Task goal:
Rewrite every line of the entries below, swapping "instance" for "occurrence" wherever it appears and leaving all other text unchanged.
===== Data provided
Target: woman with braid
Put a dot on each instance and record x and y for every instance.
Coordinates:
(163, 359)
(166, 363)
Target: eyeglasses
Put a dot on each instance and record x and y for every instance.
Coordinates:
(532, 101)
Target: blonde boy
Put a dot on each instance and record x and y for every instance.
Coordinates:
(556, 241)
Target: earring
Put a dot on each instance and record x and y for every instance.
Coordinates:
==========
Completed task:
Target: woman with braid
Put a dot on each occurrence and record x and y for every occurrence.
Coordinates:
(163, 359)
(166, 363)
Target: eyeglasses
Put a dot on each occurrence and record x and y for every occurrence.
Coordinates:
(532, 101)
Target: blonde boy
Put a dot on each occurrence and record x and y for every occurrence.
Coordinates:
(556, 241)
Target: earring
Put a dot on each occurrence and record x and y for every occurrence.
Coordinates:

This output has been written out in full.